In the Osage regulations text, rewrite the stretch from "The policy of" through "the United States.", replacing "promising" with "successful".
— begin Extract —
The regulations issued under date of June 26, 1912, afford no support to the government's contention. They provide, among other things, that:

(a) "One who has not received a certificate of competency, but who has made good use of all moneys paid him and has properly used the lands and rentals under his control belonging to his minor children may be considered competent to handle his trust funds."

(b) In case of adults neither aged, physically disabled, nor incompetent to a degree requiring legal guardianship, the applicant must agree "to abide by a stipulation in the claim that the money is to be deposited in bank to his credit and expended under the supervision of the superintendent, subject to instructions from the Indian Office, if the Secretary of the Interior so directs."

Like the act under which they are framed, these regulations contemplate supervision of the expenditure of money, not control of the property, if any, for which the money is expended. They tend to confirm the contention of the appellant that, after the money is paid out of the bank, it

Page 246 U. S. 271

and property in which it may be invested are to be freed from any restriction. Under the Act of 1906, the Secretary of the Interior, when applied to for a certificate of competency, was confronted with serious alternatives. If he issued the certificate, all the allottee's surplus lands -- about 495 acres [Footnote 5] -- would at one time be freed from restrictions on alienation and become subject to disposition by him without governmental control. If the Secretary refused to issue the certificate, the allottee would (unless the certificate were granted later) remain, until the end of the twenty-five year period, in the enjoyment of the income merely, and at the end of that period, he or his heirs, though unaccustomed to the control of property, would get absolute dominion at one time over the (a) homestead, (b) surplus lands, (c) the trust fund ($3,928.50), [Footnote 6] and (d) his share of the interest in the oil, gas, coal, and mineral rights. The Act of 1912 made possible the release of parts of the trust fund from time to time. The risks to be incurred at any one time could be made quantitatively as small as the Secretary of the Interior might deem advisable, and, by the regulations, the risk was reduced in degree by virtue of the requirement that the money must be

"deposited in bank and expended under supervision of the superintendent, subject to instructions from the Indian Office, if the Secretary of the Interior so directs."

The policy of education and development through the bank account had been tried and found promising. [Footnote 7] The regulations greatly extended

Page 246 U. S. 272

the field of operation by providing that one legally incompetent might get such release where he had made good use of the moneys theretofore paid him or of the lands under his control. It is education through the responsibility for spending, not the property purchased with released moneys, which constitutes the instrumentality employed by the government in fitting the individual Osage Indian to take his full part as a citizen of the United States.
— end Extract —
— begin Information shown —
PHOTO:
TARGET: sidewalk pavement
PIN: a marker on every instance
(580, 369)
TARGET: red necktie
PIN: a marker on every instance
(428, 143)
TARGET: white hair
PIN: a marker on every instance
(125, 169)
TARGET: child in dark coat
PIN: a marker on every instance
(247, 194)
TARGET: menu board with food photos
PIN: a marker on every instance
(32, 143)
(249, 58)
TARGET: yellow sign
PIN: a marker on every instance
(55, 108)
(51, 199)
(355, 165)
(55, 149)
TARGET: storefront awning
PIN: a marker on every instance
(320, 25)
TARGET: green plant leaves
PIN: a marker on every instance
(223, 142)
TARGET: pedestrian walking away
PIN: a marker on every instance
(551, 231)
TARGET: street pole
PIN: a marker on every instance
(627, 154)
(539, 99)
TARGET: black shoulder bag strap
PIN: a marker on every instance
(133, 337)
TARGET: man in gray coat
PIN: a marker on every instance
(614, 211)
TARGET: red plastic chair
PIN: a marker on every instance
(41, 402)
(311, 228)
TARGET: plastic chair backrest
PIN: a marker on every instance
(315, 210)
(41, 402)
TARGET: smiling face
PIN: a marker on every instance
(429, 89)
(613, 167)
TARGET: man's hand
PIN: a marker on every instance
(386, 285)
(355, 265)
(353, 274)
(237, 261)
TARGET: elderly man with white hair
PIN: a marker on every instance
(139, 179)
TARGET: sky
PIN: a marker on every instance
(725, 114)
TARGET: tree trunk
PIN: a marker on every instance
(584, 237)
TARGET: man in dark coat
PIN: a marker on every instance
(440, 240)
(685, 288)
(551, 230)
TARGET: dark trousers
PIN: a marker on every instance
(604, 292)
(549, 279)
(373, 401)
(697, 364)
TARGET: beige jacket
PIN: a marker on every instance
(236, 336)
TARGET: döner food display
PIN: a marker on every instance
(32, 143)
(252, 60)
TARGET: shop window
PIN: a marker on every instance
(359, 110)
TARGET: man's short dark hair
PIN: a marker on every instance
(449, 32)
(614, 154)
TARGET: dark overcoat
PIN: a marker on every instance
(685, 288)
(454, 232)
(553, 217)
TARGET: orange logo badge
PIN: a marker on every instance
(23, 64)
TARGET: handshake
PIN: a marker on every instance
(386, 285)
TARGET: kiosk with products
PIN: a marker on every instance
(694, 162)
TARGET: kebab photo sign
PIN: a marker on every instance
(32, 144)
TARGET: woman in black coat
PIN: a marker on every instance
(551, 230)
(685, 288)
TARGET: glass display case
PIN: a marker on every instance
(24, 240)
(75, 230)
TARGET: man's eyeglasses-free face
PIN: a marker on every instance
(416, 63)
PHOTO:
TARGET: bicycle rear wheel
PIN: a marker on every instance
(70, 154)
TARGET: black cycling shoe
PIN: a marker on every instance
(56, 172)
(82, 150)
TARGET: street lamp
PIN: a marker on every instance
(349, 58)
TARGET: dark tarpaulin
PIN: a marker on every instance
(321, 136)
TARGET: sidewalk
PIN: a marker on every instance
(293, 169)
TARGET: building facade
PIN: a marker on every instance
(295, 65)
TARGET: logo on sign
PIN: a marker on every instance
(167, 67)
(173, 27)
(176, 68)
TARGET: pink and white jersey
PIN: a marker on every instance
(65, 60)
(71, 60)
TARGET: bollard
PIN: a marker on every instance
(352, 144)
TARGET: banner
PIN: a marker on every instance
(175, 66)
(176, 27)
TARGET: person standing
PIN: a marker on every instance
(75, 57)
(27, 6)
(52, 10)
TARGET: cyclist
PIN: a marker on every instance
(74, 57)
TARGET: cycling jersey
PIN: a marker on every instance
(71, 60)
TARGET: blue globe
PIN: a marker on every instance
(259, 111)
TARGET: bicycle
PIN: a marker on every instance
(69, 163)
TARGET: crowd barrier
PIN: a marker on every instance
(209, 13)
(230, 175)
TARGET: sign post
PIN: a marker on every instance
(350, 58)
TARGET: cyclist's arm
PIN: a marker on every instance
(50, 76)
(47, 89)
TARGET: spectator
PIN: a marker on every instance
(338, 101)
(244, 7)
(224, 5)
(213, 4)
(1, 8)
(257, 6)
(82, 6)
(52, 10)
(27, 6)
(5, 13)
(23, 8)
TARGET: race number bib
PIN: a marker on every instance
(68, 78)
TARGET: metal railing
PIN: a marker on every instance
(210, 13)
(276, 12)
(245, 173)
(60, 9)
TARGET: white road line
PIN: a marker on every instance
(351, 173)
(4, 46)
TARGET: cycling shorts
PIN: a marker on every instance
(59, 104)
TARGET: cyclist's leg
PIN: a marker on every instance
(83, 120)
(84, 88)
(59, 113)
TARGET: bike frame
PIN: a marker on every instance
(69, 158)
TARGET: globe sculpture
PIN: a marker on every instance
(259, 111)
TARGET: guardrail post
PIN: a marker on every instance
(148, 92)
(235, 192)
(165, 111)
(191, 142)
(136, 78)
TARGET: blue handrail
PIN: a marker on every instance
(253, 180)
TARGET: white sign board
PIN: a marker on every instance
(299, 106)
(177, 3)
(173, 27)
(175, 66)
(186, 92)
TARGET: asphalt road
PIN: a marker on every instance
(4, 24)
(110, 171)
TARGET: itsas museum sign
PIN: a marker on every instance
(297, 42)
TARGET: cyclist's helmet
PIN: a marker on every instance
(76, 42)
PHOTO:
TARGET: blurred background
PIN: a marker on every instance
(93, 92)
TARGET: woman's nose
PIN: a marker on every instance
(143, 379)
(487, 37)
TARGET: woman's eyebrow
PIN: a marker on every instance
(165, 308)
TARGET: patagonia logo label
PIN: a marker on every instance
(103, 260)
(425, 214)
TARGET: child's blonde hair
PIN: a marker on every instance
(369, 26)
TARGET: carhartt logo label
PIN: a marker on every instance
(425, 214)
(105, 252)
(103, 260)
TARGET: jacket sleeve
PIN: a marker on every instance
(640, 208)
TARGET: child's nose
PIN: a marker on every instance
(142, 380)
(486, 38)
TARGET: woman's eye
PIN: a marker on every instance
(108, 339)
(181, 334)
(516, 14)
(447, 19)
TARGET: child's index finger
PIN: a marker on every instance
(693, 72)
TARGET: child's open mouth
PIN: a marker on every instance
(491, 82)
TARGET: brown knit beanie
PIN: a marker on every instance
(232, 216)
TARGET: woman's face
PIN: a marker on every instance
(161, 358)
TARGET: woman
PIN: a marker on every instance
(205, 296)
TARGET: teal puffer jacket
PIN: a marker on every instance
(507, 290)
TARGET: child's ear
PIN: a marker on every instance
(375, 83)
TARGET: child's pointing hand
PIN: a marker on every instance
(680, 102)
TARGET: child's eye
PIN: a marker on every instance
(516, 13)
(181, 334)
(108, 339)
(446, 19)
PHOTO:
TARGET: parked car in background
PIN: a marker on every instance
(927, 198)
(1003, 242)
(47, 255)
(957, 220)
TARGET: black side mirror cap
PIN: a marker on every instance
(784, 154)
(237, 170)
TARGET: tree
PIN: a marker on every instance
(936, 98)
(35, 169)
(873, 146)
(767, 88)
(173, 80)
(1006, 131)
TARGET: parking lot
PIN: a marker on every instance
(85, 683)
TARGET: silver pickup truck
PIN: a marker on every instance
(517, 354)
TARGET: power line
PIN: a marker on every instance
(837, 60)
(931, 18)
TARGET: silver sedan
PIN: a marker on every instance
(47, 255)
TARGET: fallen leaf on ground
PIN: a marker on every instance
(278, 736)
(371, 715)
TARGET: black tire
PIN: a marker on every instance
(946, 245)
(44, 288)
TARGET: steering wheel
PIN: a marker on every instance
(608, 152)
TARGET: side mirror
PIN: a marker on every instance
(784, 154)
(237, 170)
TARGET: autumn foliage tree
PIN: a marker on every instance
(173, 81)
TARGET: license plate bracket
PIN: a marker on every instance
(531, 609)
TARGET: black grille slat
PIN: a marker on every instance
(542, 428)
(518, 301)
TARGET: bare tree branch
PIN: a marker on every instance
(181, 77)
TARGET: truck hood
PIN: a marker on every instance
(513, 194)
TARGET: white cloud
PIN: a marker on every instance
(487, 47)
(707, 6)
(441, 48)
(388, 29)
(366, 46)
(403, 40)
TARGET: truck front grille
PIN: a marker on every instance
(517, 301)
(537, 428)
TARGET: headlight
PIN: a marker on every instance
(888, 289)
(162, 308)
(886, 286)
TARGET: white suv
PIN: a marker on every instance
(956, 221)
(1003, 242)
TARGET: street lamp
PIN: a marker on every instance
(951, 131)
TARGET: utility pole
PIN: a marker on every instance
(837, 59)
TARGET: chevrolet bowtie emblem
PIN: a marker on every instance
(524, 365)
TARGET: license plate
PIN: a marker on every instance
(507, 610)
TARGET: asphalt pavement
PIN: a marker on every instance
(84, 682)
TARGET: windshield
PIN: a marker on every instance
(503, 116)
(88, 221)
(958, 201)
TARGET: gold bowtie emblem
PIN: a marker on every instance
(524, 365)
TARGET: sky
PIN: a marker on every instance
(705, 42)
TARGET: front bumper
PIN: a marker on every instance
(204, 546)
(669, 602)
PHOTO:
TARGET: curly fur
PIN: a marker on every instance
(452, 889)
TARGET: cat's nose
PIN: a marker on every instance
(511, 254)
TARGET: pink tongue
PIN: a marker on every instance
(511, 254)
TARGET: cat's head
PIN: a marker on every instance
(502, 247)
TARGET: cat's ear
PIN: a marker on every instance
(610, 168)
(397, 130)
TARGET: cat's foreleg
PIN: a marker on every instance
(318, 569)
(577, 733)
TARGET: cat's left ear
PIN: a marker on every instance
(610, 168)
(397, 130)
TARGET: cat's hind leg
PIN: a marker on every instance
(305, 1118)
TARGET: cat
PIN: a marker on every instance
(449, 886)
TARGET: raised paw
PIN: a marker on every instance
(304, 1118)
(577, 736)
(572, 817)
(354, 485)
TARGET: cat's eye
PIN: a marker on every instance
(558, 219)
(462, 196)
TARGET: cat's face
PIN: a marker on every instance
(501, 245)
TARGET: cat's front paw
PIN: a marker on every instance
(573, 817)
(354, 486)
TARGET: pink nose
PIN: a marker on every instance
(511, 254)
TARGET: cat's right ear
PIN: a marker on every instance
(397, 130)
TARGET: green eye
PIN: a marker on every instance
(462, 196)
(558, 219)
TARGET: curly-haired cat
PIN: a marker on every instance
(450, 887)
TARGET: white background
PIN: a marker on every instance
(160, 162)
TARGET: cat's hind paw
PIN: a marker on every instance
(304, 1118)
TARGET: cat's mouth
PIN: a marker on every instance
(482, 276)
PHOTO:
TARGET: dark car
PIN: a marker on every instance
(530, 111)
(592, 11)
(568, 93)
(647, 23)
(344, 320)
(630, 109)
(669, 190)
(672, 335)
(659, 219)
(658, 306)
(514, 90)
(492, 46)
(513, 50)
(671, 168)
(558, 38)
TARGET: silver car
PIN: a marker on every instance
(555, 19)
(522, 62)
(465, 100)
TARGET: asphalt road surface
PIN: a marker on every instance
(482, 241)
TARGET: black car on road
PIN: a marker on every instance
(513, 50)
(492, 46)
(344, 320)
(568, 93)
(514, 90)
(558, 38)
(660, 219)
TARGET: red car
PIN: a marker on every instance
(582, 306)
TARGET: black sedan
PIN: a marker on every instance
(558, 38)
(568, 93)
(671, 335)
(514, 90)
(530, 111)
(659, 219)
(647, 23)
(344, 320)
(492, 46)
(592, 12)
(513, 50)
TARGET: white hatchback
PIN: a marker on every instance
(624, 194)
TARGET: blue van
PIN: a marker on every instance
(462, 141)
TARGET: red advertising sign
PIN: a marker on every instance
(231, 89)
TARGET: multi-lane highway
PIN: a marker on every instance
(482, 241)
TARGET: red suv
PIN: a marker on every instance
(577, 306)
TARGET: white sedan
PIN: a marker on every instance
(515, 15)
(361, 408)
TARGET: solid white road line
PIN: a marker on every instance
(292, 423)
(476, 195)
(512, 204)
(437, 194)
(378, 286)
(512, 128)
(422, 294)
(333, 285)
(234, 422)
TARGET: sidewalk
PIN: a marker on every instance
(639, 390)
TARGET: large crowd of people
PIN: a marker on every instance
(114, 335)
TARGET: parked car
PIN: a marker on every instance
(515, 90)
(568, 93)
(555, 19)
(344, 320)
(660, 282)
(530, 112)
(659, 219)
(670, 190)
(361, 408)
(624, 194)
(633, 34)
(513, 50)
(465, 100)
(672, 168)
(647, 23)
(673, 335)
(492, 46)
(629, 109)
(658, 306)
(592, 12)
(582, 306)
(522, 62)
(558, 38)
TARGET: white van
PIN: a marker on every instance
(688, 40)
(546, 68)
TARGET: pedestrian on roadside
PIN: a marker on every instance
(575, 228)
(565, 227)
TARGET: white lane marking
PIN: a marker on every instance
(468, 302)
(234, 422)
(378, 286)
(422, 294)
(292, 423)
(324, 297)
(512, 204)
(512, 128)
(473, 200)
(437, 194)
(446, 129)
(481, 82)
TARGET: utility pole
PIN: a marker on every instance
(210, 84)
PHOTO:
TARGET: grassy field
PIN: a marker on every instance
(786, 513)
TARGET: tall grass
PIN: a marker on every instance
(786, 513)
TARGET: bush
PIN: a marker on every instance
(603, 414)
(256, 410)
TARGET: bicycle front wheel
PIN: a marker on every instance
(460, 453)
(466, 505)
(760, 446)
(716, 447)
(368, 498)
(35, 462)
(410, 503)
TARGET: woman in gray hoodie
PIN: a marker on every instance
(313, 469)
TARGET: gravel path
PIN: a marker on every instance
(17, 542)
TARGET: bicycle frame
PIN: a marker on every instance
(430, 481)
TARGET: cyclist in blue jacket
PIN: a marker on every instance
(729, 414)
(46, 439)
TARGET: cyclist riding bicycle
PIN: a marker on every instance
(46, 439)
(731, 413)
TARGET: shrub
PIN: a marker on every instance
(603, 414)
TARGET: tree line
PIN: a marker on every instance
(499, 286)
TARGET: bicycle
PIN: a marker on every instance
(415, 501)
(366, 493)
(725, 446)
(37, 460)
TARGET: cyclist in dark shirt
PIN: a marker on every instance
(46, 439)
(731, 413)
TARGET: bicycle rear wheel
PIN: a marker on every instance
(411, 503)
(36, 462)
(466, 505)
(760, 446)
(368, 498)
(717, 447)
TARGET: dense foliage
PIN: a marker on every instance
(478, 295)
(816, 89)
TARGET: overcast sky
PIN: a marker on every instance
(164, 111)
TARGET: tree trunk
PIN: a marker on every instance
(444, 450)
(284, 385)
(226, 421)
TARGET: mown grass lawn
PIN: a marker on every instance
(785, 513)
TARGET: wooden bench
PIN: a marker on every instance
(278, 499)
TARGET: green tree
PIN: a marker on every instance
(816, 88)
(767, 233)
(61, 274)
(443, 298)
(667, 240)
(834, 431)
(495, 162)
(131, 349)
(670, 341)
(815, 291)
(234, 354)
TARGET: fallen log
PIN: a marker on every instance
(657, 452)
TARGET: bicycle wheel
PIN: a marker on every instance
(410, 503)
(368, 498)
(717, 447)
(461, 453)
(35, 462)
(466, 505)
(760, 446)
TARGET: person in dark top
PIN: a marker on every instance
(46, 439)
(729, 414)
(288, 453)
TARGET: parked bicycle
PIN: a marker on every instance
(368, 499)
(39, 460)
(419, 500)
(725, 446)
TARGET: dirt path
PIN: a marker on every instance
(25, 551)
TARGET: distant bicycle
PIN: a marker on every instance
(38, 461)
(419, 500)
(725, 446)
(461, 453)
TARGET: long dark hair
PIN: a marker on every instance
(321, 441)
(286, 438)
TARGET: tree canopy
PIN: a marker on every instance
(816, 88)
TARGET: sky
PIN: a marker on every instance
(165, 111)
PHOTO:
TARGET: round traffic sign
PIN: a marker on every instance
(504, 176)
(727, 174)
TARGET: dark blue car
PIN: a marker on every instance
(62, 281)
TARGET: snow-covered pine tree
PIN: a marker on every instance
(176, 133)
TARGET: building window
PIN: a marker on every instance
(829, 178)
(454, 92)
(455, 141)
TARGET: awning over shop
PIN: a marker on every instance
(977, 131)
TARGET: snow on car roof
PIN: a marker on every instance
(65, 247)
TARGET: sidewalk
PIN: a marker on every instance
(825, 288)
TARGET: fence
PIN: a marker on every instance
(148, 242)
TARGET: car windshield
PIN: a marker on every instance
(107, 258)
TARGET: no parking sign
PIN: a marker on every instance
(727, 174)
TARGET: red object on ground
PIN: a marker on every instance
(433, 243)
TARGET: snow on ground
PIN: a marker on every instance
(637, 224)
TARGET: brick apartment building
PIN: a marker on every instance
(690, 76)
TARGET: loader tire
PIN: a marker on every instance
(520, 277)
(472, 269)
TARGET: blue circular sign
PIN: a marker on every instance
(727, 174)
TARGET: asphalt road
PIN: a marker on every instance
— end Information shown —
● Result of this task:
The policy of education and development through the bank account had been tried and found successful. [Footnote 7] The regulations greatly extended

Page 246 U. S. 272

the field of operation by providing that one legally incompetent might get such release where he had made good use of the moneys theretofore paid him or of the lands under his control. It is education through the responsibility for spending, not the property purchased with released moneys, which constitutes the instrumentality employed by the government in fitting the individual Osage Indian to take his full part as a citizen of the United States.